Write out precisely the lines beginning with the line that contains "in raft, written as integer pixel values." and ending with the last line of the entries, and no other lines.

**Entries:**
#####

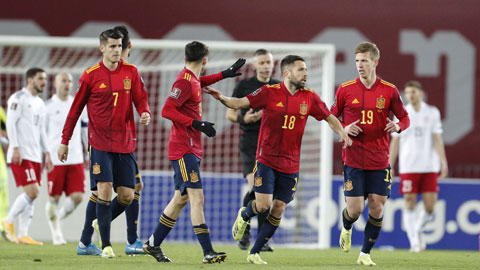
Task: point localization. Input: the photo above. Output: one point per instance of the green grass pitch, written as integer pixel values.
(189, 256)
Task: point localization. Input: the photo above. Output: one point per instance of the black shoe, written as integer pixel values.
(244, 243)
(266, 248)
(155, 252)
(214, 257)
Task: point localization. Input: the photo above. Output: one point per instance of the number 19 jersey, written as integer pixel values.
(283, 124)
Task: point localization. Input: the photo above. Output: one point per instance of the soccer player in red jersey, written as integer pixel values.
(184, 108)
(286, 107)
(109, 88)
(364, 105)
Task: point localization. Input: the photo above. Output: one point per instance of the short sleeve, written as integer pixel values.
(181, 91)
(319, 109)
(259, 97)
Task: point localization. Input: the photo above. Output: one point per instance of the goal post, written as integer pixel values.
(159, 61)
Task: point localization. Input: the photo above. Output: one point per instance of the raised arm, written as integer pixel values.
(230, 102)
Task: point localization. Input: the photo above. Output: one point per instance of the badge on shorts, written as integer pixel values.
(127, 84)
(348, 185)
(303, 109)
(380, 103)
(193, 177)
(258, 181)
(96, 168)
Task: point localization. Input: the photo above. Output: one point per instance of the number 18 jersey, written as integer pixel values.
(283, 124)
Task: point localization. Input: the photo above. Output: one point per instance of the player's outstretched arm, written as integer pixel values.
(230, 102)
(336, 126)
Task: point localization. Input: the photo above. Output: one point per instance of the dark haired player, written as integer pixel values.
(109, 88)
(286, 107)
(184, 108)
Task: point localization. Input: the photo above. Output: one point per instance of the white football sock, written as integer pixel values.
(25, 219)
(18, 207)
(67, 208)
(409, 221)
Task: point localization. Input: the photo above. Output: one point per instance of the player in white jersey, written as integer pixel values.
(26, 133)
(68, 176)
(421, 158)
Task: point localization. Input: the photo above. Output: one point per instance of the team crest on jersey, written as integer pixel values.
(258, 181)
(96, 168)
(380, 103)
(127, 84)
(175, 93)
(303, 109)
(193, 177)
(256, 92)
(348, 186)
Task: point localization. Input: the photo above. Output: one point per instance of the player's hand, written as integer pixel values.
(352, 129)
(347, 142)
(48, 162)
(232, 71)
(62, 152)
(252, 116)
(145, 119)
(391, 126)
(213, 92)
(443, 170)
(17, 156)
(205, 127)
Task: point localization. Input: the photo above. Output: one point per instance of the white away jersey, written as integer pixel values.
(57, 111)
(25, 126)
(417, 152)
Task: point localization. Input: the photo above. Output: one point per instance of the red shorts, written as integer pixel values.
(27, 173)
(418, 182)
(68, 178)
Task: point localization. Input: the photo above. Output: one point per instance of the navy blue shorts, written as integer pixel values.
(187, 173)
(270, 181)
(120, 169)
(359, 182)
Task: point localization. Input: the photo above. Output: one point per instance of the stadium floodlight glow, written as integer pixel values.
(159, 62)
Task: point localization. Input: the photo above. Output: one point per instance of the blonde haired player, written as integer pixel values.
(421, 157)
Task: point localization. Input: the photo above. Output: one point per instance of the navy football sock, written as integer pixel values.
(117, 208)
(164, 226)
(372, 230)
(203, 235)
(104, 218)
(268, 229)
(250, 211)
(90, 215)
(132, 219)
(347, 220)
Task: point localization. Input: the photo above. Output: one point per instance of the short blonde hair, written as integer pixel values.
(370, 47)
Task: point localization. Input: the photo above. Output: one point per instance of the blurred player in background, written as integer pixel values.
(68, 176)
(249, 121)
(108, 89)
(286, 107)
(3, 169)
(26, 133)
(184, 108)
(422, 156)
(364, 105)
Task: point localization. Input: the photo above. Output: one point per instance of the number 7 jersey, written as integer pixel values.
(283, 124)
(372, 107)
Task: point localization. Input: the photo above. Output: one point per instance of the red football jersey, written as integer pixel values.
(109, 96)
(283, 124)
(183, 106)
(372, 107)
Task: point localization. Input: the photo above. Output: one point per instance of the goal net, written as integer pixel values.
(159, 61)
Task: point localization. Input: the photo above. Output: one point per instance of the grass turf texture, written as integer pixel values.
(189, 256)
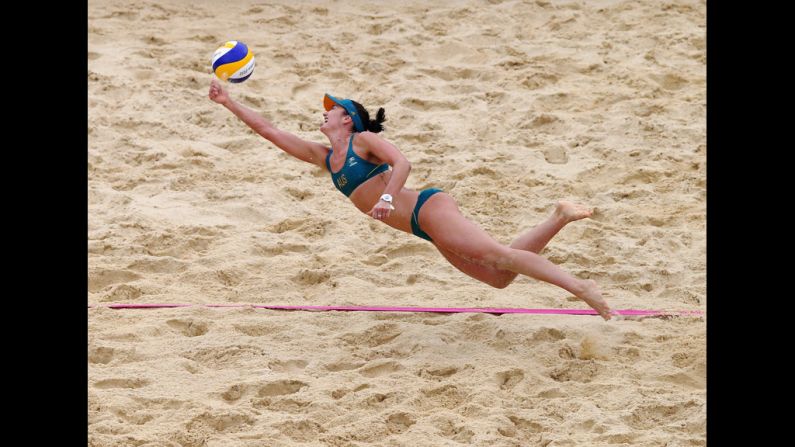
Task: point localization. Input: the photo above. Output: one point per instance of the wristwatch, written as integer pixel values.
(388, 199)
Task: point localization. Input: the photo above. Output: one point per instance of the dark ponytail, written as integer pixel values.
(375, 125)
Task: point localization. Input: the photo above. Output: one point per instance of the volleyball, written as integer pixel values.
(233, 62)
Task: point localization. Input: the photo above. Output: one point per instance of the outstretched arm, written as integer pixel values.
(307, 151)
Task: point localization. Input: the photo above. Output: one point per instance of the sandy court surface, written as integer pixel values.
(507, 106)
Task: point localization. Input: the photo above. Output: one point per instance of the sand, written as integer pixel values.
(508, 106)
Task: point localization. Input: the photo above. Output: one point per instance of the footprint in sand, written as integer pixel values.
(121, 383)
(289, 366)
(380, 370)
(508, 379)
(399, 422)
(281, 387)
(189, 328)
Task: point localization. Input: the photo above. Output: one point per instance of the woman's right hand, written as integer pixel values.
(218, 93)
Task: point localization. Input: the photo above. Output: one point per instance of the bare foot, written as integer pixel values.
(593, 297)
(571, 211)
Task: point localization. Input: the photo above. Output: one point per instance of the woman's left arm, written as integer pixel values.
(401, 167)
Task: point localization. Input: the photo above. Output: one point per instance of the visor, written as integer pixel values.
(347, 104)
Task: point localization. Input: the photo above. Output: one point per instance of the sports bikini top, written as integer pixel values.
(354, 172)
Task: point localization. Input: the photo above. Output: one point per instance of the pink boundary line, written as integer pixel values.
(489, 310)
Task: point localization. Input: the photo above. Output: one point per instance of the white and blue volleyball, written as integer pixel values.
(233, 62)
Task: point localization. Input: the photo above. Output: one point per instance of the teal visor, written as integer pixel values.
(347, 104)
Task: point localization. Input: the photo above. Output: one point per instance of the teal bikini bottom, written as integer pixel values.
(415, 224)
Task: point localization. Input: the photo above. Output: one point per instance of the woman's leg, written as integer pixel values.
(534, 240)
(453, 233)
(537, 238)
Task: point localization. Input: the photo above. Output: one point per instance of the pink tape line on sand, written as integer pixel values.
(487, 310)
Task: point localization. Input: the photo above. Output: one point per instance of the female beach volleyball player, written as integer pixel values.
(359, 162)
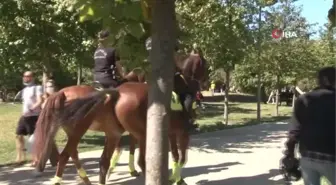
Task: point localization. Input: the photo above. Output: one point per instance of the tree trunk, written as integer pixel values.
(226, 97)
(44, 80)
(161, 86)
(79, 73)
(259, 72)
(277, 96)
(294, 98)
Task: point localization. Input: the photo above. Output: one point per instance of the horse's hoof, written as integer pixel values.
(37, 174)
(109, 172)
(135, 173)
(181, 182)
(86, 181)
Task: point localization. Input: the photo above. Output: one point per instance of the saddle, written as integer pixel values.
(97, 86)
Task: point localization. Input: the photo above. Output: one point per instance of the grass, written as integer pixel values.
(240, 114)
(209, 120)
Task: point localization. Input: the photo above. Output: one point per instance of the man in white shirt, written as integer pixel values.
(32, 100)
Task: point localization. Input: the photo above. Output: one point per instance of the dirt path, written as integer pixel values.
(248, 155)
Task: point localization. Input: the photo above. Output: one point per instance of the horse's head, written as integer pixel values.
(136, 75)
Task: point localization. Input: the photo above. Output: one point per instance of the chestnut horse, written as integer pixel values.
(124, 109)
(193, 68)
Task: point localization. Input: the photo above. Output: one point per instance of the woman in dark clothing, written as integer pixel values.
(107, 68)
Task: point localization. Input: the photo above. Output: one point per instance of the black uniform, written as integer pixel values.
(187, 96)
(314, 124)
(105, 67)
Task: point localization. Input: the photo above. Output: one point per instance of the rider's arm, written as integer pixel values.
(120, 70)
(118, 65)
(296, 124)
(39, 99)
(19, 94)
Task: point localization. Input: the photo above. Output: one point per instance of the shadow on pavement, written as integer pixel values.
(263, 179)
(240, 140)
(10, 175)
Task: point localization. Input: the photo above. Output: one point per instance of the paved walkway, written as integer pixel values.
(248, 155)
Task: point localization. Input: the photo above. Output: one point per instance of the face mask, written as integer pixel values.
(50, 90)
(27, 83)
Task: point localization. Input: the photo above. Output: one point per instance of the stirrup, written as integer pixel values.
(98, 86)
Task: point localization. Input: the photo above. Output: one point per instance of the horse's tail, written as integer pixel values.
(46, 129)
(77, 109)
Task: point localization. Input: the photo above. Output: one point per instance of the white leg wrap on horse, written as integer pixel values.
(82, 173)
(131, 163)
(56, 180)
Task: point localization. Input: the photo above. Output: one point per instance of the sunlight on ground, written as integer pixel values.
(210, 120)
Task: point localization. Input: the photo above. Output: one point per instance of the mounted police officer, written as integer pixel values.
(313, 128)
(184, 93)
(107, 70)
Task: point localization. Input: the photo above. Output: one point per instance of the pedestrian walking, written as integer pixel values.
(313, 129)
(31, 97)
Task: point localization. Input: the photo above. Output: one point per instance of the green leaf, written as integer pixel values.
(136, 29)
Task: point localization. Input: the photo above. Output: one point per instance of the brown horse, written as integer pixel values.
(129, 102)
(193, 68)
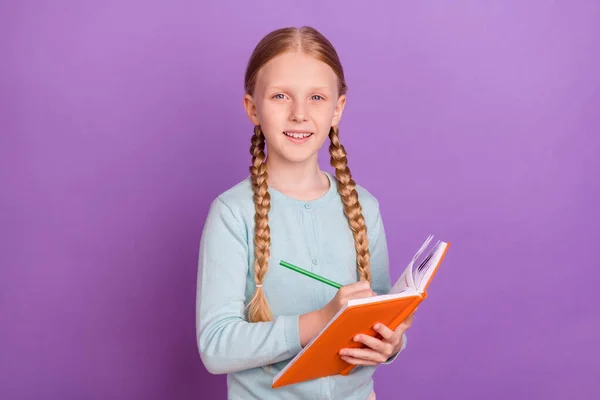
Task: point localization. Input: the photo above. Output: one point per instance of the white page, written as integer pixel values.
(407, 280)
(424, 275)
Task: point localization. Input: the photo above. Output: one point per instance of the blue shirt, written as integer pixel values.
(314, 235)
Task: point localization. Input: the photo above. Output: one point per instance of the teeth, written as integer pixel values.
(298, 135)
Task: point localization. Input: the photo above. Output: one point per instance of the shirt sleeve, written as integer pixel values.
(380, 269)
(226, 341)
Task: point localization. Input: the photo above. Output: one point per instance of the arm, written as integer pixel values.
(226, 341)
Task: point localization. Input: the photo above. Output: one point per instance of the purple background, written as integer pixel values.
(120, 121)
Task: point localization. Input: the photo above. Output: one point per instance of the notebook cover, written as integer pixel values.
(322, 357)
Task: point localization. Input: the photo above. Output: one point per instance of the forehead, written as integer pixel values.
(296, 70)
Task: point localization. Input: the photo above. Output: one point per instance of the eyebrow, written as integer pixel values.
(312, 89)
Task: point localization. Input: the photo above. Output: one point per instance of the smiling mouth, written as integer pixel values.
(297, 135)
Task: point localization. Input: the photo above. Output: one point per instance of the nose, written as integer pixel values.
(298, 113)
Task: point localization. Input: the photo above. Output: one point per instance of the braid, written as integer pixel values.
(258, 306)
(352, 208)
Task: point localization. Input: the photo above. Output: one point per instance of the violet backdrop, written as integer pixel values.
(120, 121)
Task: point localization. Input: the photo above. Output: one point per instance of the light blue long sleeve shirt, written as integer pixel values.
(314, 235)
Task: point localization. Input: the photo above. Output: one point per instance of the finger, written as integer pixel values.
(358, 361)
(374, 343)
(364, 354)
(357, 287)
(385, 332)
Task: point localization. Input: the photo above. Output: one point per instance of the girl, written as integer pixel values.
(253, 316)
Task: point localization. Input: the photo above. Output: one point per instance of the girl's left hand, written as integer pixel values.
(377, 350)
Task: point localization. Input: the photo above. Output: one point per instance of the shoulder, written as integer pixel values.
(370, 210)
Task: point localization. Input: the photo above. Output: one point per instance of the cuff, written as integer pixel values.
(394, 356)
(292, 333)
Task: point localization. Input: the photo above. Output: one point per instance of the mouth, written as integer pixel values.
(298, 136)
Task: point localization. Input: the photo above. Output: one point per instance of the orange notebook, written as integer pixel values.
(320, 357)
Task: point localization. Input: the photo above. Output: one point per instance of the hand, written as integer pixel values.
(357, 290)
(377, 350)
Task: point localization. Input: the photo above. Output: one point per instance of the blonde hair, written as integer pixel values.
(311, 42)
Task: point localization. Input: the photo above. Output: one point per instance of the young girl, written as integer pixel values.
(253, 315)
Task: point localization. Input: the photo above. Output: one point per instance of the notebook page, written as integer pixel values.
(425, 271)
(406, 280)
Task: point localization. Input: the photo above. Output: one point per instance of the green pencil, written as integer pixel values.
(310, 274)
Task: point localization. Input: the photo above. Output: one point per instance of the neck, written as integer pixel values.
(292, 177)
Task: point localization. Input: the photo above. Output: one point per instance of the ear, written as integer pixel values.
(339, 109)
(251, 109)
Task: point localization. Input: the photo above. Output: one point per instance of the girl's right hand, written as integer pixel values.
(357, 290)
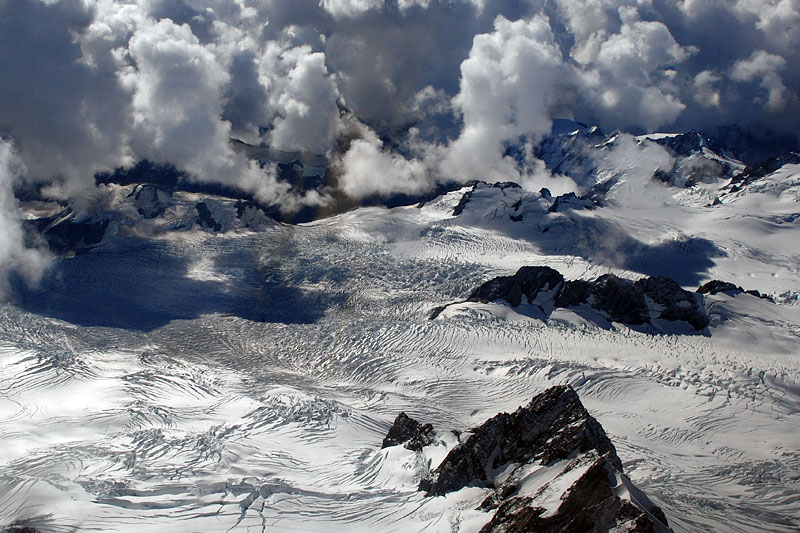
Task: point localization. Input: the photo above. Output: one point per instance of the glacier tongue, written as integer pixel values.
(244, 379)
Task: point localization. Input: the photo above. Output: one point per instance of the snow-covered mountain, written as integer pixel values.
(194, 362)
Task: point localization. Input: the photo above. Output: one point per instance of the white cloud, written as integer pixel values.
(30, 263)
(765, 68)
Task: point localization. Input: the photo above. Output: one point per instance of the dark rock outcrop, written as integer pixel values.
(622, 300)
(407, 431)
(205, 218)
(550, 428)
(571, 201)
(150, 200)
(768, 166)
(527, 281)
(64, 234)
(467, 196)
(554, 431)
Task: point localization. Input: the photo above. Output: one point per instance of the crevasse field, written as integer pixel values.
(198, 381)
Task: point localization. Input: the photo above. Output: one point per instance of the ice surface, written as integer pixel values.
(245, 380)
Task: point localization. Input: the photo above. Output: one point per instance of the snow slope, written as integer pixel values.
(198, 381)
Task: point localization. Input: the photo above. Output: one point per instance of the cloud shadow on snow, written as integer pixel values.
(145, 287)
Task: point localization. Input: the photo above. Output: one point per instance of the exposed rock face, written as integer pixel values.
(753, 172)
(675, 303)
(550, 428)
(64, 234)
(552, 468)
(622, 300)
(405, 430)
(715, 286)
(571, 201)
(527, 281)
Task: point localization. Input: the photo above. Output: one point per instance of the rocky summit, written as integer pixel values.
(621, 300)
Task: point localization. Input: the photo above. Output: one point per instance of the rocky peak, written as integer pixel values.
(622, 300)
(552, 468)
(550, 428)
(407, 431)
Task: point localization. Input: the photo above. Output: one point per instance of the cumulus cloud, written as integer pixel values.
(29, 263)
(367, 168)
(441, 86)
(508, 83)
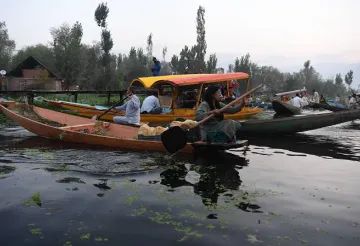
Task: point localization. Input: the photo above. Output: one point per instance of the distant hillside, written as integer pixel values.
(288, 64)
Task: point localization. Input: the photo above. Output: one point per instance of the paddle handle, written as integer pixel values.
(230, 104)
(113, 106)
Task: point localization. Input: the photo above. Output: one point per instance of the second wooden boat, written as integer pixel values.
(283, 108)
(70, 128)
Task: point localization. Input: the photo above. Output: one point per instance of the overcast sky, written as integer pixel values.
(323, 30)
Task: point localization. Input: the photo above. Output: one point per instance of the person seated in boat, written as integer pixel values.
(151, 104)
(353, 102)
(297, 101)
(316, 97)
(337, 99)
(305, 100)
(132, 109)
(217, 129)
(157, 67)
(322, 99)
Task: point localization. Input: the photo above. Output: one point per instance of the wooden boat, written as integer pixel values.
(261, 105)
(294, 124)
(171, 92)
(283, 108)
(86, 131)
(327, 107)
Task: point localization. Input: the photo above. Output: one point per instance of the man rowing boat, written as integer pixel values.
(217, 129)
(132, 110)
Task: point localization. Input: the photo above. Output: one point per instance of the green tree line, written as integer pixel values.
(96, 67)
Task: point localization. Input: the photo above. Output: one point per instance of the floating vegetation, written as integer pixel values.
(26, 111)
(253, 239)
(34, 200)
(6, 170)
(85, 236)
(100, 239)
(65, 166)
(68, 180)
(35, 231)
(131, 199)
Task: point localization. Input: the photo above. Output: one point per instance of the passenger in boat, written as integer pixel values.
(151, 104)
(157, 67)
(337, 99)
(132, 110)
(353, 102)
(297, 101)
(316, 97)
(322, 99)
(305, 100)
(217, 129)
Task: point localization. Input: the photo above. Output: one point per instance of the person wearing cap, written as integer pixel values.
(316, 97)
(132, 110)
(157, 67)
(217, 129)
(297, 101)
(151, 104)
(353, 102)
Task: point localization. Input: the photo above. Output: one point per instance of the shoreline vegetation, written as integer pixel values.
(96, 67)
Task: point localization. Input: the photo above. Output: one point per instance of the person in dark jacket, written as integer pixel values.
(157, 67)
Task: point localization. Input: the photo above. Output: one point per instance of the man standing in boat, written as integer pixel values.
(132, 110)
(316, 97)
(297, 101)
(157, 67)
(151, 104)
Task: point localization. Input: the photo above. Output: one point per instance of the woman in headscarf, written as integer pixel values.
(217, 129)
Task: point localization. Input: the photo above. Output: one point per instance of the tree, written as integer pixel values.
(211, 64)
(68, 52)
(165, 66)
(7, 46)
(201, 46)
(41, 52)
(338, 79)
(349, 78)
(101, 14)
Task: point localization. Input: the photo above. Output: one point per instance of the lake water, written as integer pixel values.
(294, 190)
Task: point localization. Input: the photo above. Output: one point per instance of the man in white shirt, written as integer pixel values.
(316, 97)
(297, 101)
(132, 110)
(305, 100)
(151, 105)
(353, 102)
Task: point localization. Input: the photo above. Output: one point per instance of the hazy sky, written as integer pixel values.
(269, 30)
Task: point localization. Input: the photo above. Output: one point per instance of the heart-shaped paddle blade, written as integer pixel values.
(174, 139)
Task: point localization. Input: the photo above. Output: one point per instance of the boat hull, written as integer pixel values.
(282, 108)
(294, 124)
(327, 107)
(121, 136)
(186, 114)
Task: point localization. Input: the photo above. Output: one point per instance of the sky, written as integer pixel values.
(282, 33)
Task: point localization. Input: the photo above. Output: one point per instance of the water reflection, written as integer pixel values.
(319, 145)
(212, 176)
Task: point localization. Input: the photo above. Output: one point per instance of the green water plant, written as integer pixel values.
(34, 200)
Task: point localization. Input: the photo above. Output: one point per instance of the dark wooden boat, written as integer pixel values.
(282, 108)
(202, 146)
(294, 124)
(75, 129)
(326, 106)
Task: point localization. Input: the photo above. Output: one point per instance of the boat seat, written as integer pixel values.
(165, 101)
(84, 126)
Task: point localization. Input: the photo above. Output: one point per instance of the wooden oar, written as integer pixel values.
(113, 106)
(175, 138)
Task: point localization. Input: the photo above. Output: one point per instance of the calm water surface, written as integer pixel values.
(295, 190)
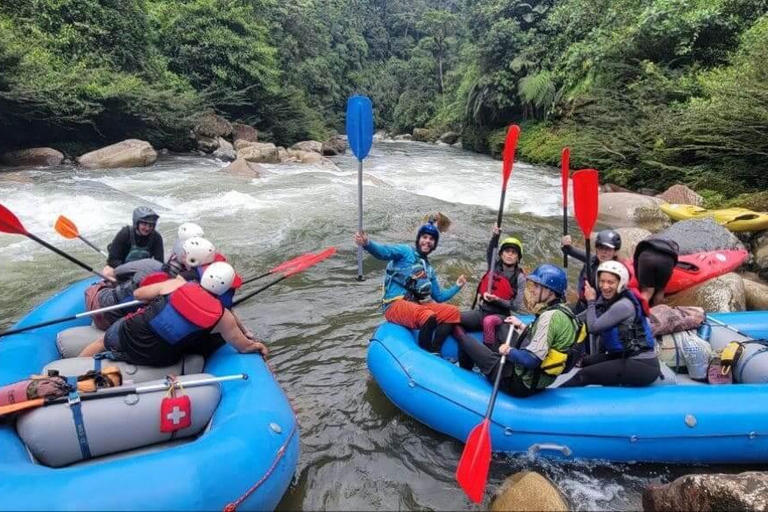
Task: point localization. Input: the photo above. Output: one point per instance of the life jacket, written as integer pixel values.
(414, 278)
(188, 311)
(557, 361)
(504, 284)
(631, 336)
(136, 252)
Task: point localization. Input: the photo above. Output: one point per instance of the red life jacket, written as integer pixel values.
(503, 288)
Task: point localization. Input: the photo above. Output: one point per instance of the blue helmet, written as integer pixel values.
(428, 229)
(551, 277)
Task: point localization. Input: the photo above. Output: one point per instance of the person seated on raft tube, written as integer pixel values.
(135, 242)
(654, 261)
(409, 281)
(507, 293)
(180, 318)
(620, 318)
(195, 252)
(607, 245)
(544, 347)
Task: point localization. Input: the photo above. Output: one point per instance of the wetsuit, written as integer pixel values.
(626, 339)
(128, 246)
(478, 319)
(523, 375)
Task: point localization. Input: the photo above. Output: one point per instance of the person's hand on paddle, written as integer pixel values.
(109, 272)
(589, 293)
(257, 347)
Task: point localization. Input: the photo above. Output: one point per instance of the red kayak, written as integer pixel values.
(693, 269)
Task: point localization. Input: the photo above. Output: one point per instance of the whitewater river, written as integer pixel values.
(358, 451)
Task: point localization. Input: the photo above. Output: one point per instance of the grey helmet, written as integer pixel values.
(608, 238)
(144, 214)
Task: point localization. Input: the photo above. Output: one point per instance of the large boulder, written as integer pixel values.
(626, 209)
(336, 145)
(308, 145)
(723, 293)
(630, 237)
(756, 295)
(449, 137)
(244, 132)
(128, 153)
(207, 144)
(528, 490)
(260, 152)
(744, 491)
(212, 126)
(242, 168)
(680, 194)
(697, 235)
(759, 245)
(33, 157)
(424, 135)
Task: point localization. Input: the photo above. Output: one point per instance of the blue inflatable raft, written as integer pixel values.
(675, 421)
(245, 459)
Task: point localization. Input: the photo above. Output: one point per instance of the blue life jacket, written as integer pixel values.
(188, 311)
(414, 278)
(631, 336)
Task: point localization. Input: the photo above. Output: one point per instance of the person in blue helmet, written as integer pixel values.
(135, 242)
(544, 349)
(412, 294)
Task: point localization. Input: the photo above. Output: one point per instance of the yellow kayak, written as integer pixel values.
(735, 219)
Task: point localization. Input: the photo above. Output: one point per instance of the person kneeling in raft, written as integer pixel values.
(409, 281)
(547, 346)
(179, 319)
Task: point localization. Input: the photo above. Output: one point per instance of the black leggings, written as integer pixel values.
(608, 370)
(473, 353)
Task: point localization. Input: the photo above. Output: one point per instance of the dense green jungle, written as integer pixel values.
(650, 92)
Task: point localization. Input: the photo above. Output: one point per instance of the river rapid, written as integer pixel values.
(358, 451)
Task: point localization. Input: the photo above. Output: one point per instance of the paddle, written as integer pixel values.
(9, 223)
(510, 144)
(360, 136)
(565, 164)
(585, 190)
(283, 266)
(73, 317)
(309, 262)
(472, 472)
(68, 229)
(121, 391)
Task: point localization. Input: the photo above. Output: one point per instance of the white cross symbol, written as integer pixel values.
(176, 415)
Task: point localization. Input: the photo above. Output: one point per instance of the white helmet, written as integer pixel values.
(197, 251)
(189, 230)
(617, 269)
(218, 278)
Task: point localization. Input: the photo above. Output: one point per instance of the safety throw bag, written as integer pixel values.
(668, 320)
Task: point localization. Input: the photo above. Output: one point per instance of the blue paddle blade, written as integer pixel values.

#####

**Expected output:**
Task: point localization. Input: the photo above. Output: one point per instance of the person kneeling in raft, written as integer pixel values.
(409, 281)
(547, 346)
(179, 319)
Task: point localization. Input: the photo above. Output: one point per instance of the black leggings, written as integer pixel values.
(608, 370)
(473, 353)
Task: point localization. Input: the photo above. Output: one point per instance of the dense green jungle, written as integer pixel values.
(650, 92)
Task: point localization. Input: the photo above. Output: one point per instance of the river rapid, written as integer pixel values.
(358, 451)
Task: point localization. Input: the photo above. Output: one point per instance of the paddle, written as integer pixel values.
(9, 223)
(510, 144)
(360, 136)
(565, 164)
(585, 190)
(283, 266)
(73, 317)
(309, 262)
(472, 472)
(68, 229)
(121, 391)
Task: point localization. Input: the photo above. Output: one point per instance of the white cross symbol, written as integer pixel values.
(176, 415)
Task: point localization. Input: the photo above. Output: one point per instance of the white helmet, written as integer pixel values.
(197, 251)
(189, 230)
(617, 269)
(218, 278)
Task: point localization. Input: the photo above. Output: one point per instance of the safety throw bag, written as integer pixel values.
(668, 320)
Task: point localization. Input: the photo above. Output: one point per instance of the blue paddle blade, written as integer pixel values.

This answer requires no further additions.